■ Exercise directions ■
Word for word, repeat the lines of the records from the one containing "In this photo, where can the pink tulip" through the last line, both included.

■ Data for the task ■
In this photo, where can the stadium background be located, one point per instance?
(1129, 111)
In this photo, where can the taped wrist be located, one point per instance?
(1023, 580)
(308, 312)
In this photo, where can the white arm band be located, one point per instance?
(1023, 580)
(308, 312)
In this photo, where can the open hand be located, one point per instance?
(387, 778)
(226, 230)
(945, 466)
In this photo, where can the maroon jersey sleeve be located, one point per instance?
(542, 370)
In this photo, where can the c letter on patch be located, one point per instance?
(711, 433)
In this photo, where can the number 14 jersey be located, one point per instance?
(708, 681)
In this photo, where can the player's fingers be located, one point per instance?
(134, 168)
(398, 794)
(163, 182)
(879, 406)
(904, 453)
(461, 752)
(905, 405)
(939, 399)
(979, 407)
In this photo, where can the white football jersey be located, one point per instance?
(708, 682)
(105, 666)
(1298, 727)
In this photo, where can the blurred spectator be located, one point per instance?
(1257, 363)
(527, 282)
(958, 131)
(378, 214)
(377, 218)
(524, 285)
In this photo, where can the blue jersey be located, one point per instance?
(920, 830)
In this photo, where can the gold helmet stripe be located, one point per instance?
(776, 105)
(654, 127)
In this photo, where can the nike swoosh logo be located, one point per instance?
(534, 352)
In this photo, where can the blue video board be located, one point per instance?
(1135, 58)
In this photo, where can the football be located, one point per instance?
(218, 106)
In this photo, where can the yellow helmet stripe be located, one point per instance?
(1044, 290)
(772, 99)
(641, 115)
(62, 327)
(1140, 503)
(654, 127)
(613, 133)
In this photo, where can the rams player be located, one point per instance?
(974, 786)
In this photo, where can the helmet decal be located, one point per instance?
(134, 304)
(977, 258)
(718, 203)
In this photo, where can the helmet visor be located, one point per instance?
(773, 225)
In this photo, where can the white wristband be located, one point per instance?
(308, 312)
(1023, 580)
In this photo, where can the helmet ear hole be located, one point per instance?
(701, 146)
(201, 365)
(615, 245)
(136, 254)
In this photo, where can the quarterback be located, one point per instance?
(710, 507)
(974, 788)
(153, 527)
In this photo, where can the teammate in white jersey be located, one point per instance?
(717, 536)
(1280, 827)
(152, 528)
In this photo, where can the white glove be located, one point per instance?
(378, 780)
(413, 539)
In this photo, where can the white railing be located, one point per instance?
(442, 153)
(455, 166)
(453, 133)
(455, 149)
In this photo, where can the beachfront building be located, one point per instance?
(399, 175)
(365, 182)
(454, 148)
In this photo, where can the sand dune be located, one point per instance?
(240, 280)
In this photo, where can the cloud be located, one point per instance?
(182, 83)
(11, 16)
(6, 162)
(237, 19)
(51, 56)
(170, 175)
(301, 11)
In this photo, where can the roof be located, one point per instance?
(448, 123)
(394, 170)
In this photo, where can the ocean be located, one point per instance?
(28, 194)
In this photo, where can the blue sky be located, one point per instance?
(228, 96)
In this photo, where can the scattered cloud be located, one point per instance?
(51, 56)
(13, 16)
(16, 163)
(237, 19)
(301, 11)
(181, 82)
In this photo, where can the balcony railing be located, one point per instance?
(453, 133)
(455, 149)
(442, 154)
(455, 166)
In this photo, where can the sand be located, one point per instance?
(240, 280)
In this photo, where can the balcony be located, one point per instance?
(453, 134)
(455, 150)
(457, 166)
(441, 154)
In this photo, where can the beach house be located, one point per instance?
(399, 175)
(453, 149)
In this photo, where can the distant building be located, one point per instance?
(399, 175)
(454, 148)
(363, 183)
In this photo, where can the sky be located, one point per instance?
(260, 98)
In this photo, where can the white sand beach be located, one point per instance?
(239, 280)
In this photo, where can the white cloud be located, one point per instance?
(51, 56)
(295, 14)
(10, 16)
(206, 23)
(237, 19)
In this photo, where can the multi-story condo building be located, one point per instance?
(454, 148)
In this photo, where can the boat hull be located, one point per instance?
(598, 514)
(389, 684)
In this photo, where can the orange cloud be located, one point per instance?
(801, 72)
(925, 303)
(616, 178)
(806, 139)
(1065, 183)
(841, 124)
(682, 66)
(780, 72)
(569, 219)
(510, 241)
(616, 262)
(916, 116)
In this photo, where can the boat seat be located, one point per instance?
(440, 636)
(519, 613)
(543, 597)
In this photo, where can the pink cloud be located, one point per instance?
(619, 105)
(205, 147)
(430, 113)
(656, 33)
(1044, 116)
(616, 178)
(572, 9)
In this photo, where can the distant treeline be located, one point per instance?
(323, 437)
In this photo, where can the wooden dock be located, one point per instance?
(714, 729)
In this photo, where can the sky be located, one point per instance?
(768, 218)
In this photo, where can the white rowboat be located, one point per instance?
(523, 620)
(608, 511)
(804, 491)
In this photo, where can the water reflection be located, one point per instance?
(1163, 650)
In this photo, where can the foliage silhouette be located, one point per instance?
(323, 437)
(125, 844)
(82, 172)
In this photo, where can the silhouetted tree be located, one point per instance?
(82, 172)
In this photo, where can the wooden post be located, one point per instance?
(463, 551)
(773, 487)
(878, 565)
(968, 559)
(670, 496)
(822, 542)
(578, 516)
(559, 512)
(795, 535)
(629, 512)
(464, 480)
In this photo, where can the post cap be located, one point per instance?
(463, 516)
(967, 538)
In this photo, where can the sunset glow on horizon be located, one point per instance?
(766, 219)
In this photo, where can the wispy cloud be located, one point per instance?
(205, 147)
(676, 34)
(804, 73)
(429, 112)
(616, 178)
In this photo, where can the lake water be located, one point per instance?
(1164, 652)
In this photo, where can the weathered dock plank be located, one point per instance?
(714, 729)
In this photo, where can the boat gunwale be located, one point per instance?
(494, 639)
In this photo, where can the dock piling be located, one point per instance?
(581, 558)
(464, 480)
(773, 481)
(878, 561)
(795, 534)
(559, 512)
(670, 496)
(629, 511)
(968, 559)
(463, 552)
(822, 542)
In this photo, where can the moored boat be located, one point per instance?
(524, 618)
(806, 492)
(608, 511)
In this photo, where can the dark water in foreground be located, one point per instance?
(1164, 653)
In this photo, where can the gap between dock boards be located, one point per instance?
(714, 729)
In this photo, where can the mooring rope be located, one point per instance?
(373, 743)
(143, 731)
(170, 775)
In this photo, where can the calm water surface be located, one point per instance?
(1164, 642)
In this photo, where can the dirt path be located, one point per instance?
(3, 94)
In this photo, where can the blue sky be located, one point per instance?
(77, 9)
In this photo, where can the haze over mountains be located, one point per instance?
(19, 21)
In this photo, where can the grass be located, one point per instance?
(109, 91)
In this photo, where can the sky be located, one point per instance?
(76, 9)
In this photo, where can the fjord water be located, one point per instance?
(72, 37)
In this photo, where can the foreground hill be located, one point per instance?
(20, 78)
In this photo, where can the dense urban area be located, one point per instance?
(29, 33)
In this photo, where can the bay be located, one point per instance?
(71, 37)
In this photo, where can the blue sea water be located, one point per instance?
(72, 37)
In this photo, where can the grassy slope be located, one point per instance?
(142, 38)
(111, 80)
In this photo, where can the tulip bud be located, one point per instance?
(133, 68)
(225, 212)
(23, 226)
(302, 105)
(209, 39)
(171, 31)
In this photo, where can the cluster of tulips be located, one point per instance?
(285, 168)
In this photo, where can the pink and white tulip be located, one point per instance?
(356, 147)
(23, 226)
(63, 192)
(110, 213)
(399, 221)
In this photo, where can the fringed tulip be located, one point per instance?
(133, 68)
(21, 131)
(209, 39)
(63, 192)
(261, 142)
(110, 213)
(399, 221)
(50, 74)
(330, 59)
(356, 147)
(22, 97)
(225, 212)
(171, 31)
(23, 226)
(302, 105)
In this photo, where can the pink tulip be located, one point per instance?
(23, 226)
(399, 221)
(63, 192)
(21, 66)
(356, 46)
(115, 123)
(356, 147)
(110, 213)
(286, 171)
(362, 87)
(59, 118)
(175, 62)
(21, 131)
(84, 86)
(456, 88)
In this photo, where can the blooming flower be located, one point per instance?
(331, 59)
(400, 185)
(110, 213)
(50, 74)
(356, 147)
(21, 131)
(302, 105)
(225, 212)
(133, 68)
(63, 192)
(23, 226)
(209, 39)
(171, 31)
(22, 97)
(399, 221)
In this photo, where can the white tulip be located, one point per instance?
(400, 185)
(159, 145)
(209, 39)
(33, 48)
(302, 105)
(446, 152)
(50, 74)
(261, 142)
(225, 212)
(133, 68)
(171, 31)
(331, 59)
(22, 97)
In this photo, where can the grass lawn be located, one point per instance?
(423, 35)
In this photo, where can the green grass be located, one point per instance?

■ Solution to this exercise ■
In this photo, where can the pink tulip be located, one point per instance?
(23, 226)
(399, 221)
(63, 192)
(21, 66)
(356, 46)
(115, 123)
(356, 147)
(110, 213)
(286, 171)
(362, 87)
(59, 118)
(175, 62)
(21, 131)
(84, 86)
(456, 88)
In this photo, where can the blooming flower be located, one point per instance?
(331, 59)
(400, 185)
(110, 213)
(50, 74)
(356, 147)
(21, 131)
(302, 105)
(225, 212)
(133, 68)
(63, 192)
(23, 226)
(209, 39)
(171, 31)
(22, 97)
(399, 221)
In this photo, where can the white tulip be located, one point per instance?
(400, 185)
(159, 145)
(209, 39)
(33, 48)
(302, 105)
(446, 152)
(50, 74)
(261, 142)
(225, 212)
(133, 68)
(171, 31)
(331, 59)
(22, 97)
In this photo, where can the grass lawn be located, one point per instance?
(423, 35)
In this photo, where can the green grass be located, one point per instance?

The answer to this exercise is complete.